-- Begin --
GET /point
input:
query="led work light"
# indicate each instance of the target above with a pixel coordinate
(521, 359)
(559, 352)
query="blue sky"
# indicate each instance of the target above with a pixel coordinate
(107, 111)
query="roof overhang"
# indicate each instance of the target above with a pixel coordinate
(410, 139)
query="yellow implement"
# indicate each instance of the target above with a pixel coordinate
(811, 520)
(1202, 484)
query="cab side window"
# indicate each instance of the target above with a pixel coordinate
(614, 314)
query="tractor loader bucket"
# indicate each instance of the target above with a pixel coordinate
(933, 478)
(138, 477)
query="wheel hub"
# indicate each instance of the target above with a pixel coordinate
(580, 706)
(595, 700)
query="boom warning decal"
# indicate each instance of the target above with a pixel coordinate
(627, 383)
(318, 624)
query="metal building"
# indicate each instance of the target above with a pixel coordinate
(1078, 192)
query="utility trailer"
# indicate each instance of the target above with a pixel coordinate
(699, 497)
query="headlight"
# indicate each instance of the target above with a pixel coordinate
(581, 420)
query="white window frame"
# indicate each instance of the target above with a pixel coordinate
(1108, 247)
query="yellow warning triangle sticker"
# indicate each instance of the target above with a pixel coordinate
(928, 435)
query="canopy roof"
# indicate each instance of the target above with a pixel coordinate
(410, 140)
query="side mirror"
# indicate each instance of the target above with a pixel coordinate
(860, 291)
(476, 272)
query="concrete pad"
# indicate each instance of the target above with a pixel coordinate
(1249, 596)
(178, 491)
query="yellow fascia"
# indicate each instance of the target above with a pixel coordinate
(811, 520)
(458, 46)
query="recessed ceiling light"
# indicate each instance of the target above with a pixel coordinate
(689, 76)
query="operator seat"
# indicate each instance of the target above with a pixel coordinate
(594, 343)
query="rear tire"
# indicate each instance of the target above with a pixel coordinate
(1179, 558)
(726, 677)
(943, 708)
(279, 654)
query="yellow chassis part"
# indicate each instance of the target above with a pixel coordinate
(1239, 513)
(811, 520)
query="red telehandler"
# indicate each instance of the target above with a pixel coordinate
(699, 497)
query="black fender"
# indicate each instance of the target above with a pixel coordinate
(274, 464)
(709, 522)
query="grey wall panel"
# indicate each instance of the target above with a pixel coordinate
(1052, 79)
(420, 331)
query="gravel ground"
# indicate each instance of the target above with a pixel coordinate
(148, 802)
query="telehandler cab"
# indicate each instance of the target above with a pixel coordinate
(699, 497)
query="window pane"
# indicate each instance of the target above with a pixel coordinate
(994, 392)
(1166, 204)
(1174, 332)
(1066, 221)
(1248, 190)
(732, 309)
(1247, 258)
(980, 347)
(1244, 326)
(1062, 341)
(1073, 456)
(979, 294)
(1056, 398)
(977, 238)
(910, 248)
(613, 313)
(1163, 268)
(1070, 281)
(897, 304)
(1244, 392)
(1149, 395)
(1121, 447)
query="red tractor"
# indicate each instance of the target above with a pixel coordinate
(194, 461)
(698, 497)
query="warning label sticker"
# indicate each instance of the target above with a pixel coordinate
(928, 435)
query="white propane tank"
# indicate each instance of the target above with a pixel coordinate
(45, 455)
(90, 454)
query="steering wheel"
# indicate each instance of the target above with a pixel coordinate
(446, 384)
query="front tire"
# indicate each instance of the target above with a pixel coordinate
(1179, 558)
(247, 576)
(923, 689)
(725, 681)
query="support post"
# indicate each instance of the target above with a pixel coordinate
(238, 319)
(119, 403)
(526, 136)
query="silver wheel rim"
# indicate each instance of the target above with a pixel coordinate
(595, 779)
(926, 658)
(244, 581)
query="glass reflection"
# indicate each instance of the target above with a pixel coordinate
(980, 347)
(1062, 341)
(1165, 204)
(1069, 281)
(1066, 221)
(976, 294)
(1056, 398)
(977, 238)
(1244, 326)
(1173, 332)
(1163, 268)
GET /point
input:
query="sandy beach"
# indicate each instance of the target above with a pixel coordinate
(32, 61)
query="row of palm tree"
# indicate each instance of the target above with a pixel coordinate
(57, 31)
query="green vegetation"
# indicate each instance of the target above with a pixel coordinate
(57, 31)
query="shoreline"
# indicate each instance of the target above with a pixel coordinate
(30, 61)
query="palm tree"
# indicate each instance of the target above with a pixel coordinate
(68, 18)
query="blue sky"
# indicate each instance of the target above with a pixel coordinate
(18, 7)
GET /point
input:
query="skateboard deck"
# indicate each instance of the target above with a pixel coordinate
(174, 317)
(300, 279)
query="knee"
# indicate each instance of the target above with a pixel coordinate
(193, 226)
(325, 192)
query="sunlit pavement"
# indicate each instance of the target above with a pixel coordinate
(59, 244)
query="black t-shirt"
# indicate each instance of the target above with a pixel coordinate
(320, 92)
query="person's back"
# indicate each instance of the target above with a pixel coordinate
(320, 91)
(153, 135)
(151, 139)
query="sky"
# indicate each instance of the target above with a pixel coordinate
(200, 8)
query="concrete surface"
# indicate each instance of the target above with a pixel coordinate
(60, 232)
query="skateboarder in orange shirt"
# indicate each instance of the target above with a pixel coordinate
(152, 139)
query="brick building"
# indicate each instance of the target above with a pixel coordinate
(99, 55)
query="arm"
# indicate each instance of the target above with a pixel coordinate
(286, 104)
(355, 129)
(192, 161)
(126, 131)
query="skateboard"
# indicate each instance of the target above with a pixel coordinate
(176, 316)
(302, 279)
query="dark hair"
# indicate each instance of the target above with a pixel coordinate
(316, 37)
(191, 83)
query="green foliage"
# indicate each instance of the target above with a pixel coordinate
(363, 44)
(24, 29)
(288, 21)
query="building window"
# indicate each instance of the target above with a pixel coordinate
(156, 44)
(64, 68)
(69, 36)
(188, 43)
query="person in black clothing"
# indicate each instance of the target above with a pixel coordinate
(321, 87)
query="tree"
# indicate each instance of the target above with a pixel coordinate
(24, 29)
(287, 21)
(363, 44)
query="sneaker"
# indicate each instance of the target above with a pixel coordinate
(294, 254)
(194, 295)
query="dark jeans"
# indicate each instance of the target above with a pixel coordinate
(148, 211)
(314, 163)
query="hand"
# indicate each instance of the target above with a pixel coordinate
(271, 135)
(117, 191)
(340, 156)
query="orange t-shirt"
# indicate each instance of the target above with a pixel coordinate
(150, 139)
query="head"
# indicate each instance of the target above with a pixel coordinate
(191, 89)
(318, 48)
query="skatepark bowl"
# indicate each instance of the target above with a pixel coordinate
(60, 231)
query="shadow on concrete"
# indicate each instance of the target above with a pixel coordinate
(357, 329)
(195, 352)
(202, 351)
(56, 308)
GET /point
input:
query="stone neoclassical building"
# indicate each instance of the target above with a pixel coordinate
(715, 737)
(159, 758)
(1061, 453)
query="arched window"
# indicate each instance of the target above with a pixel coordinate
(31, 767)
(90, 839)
-- End --
Write every record out again, unaltered.

● Complete output
GET /point
input:
query="led work light"
# indicate each instance of the target above with a pixel coordinate
(521, 359)
(559, 352)
query="blue sky"
# indicate each instance of the target above with a pixel coordinate
(107, 111)
query="roof overhang"
# indicate each instance of the target above with a pixel coordinate
(410, 139)
query="yellow implement"
# indicate each instance of the target above with a pixel coordinate
(811, 520)
(1202, 484)
query="cab side window"
# indicate each instance of the target above with a pixel coordinate
(614, 314)
query="tractor loader bucket"
# indicate each instance of the target above with a pixel coordinate
(933, 478)
(138, 477)
query="wheel hub"
# indicate each instance of the target above with a pixel coordinate
(580, 706)
(595, 700)
query="boom warning decal"
# indicate each instance of the target above with a pixel coordinate
(627, 383)
(318, 624)
query="metal building"
# indicate each instance of the target above with a pixel coordinate
(1078, 192)
query="utility trailer"
# indicate each instance of the target above with a pixel coordinate
(699, 497)
query="headlight"
# indicate each instance of the target above with a pixel coordinate
(581, 420)
query="white window frame"
# indicate each instance of the target above with a pixel coordinate
(1108, 247)
query="yellow warning triangle sticker"
# indicate each instance of the target above with a pixel coordinate
(928, 435)
query="canopy roof"
# indicate each instance of the target above with a pixel coordinate
(410, 140)
query="side mirror"
# indicate each instance of the target above with a pixel coordinate
(860, 291)
(476, 272)
query="concrete pad"
# indicate each instance of the target above with a pixel coordinate
(1249, 596)
(178, 491)
query="yellow fascia"
# indicate each instance of the target above with a pixel coordinate
(811, 520)
(458, 46)
query="recessed ceiling light"
# indicate each instance of the target above with a pixel coordinate
(689, 76)
query="operator seat"
# indicate each instance of the target above with a pixel coordinate
(594, 343)
query="rear tire"
# indicate each instance of the target above with a pixel coordinate
(1179, 558)
(726, 677)
(943, 708)
(279, 654)
query="yellow chassis part"
# indicate each instance of the target above with a pixel coordinate
(1239, 513)
(811, 520)
query="red telehandler"
# indicate each instance of the target above with a pixel coordinate
(699, 497)
query="black fender"
# indicate each instance of the target above with a pixel coordinate
(274, 464)
(709, 522)
query="grey wall panel"
# indicate each instance of the target above with a pixel coordinate
(1052, 79)
(420, 331)
query="gravel ground"
# indicate each instance of the target above with a pixel coordinate
(148, 802)
query="telehandler cab"
# indicate each instance of the target above with a pixel coordinate
(699, 497)
query="window pane"
# indicate each instance of the target above with a pixel coordinate
(994, 392)
(1166, 204)
(1174, 332)
(1066, 221)
(1248, 190)
(732, 309)
(1247, 258)
(980, 347)
(1244, 326)
(1062, 341)
(1073, 456)
(979, 294)
(1056, 398)
(977, 238)
(910, 248)
(613, 313)
(1163, 268)
(1070, 281)
(897, 304)
(1244, 392)
(1149, 395)
(1121, 447)
query="red tractor"
# indicate each instance of the target above with a pixel coordinate
(194, 461)
(698, 497)
query="warning label sticker"
# indicate each instance of the target above with a pixel coordinate
(928, 435)
query="white propane tank"
# indicate each instance of the target above with a pixel coordinate
(45, 455)
(90, 454)
query="steering wheel"
# indicate each instance of the target above with a pixel coordinate
(446, 384)
query="front tire"
# indicate each instance of the target above with a pixel coordinate
(1179, 558)
(247, 576)
(923, 689)
(725, 681)
query="support post"
# indicate each instance of the target above with a pixel coordinate
(238, 319)
(119, 403)
(526, 136)
query="silver wheel rim"
# indicate each instance of the target above with a pixel coordinate
(595, 779)
(926, 658)
(244, 581)
query="glass reflection"
# indicate each instance of the target above with a pixel coordinate
(980, 347)
(1062, 341)
(1165, 204)
(1069, 281)
(1066, 221)
(976, 294)
(1056, 398)
(977, 238)
(1244, 326)
(1173, 332)
(1163, 268)
GET /point
input:
query="sandy beach"
# indicate each instance of the target above with a pixel coordinate
(32, 61)
query="row of palm tree"
# indicate each instance of the target above with a pixel coordinate
(57, 31)
query="green vegetation"
# indicate each instance of the target above with a pixel coordinate
(57, 31)
query="shoreline"
# indicate each instance of the target above with a pixel coordinate
(30, 61)
query="palm tree"
# indicate each instance of the target above with a pixel coordinate
(68, 18)
query="blue sky"
# indicate each instance of the target above with a pixel coordinate
(18, 7)
GET /point
input:
query="skateboard deck"
# indicate each instance of the target above with a pixel coordinate
(174, 317)
(300, 279)
query="knee"
# indicate each instance of the target above with a pixel coordinate
(193, 226)
(325, 192)
query="sunlit pavement"
# indicate each instance of the target above with a pixel coordinate
(59, 244)
query="black t-shirt"
# indicate each instance of the target above with a pixel coordinate
(320, 92)
query="person's back"
# indicate each instance of the target above with a pixel coordinate
(320, 91)
(153, 135)
(151, 139)
query="sky"
# indicate each instance of the target above with a pixel coordinate
(200, 8)
query="concrete surface"
# indicate each instance of the target above with a pixel coordinate
(60, 232)
query="skateboarder in orange shirt"
# indicate each instance of the target above with a pixel coordinate
(152, 139)
query="brick building"
# indicate each instance of the target above with a pixel coordinate
(99, 55)
query="arm"
# indicate each instance of the target above with a pixel coordinate
(286, 104)
(355, 129)
(192, 161)
(126, 131)
query="skateboard"
# indicate each instance of the target above with a pixel coordinate
(176, 316)
(302, 279)
query="dark hair"
# indicate each instance of the target above with a pixel coordinate
(316, 37)
(191, 83)
query="green foliage"
# indicate each instance of the target above with a pixel coordinate
(363, 44)
(24, 29)
(288, 21)
query="building window"
# indicate each instance of the target above with a pixel coordinate
(156, 44)
(64, 68)
(69, 36)
(188, 43)
query="person in black clothing"
# indicate each instance of the target above with a pixel coordinate
(321, 87)
query="tree"
# indicate each instance of the target above with a pixel coordinate
(24, 29)
(287, 21)
(363, 44)
query="sneaker"
# indicate each instance of the target above with a pixel coordinate
(294, 254)
(194, 295)
query="dark jeans"
# indicate each instance of the target above with a pixel coordinate
(148, 211)
(314, 163)
query="hand"
# indicate each instance of the target above with a pixel coordinate
(271, 135)
(117, 191)
(340, 156)
query="orange t-shirt"
# indicate each instance of the target above with a pixel coordinate
(150, 139)
query="head"
# indicate each instance of the target above with a pixel coordinate
(191, 89)
(318, 48)
query="skatepark bowl"
# indicate each instance of the target above with a pixel coordinate
(60, 231)
query="shadow on concrete"
# indicate each instance of the target above with a pixel coordinate
(357, 329)
(195, 352)
(202, 351)
(56, 308)
GET /point
input:
query="stone neoclassical building"
# indicate each instance of the target above with a pixel coordinate
(715, 737)
(159, 758)
(1061, 453)
query="arched window"
# indicate each instance of the target above with a pixel coordinate
(31, 767)
(90, 839)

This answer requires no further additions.